- [The input]:
#####
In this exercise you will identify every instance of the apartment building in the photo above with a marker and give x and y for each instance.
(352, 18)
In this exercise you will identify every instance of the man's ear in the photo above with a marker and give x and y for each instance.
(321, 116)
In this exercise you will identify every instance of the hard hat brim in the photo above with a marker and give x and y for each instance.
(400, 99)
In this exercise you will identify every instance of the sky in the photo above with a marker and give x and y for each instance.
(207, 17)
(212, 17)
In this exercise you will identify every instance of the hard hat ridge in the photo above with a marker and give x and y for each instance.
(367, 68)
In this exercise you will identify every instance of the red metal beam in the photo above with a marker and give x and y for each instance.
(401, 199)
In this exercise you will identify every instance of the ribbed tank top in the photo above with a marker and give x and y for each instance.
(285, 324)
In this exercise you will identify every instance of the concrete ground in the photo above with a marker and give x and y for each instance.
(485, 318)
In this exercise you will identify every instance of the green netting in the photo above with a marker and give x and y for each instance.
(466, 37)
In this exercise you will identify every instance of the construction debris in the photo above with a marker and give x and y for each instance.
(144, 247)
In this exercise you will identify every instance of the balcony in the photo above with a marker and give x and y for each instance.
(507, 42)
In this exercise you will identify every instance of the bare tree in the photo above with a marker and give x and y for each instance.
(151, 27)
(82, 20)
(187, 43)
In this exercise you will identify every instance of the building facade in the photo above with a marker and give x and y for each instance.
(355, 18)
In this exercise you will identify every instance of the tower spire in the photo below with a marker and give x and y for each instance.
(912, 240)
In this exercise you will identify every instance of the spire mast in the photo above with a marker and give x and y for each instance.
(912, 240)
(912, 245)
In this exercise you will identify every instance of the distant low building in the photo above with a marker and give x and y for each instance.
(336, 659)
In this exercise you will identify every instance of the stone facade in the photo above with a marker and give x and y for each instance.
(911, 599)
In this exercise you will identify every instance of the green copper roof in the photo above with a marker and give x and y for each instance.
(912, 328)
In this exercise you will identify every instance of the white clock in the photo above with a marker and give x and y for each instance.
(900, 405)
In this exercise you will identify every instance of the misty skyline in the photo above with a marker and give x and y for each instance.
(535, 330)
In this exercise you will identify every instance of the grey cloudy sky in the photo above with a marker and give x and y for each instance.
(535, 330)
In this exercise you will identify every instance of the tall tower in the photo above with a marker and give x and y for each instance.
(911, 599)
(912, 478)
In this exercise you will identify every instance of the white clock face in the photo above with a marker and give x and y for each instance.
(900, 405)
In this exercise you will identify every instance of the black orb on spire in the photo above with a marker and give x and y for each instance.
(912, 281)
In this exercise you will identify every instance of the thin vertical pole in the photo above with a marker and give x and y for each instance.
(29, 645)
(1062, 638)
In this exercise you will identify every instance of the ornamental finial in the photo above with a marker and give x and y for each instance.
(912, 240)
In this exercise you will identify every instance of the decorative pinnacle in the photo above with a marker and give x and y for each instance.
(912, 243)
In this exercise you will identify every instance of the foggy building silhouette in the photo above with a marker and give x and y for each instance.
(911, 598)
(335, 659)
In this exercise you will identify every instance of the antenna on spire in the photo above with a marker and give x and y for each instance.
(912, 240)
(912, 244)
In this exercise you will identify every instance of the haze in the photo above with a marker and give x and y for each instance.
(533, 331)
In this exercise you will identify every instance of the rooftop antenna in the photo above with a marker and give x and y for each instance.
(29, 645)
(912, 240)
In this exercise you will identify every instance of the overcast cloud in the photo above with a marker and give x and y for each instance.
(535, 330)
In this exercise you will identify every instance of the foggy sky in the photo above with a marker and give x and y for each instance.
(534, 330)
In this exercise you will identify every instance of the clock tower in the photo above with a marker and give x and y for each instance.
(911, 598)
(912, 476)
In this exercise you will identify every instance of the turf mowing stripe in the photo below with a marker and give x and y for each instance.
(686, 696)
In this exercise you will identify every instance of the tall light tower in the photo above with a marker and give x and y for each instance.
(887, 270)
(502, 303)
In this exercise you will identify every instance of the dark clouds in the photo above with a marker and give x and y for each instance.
#####
Copy out every line of the material from the line containing "the foggy building" through the end, shifting each coordinate in the answers by adding 73 to it.

- [Finished answer]:
In this exercise you will identify every instance of the foggy building silhouette in the photo above with a marker and give x and y for each instance.
(984, 671)
(408, 732)
In this exercise you will identify every instance of the antenna on spire in the photo above with a marker and give x and y for each instance.
(985, 313)
(985, 317)
In this exercise you will identify every instance of the haze in the photo above with a marker and give x and y for each instance.
(606, 404)
In this exercise you will identify every instance of the rooftop antenna in the photo above with a marker and give x and y for each instance.
(102, 718)
(985, 313)
In this exercise you will identify every instance of the overcast cloud in the photo above with a marker and give x and y for each instance.
(608, 403)
In this exercise you will identify every instance of the foggy sky in the photo above with a marker and give x and y for each instance.
(607, 403)
In this exercise you will identify every instance of the clock tower in the photo above with a marker and give x and y for each instance.
(984, 671)
(985, 549)
In this exercise you will identify every instance of the turf mowing stripe in the photo below with a marker and give x and y for each instance.
(759, 769)
In this exercise you will identify every instance of the tall light tower in the photo above with a marker and give x and y for each instance.
(960, 343)
(575, 376)
In this exercise you will identify every instance of the dark clouds in the photo above with a marker and give x and y for each instance.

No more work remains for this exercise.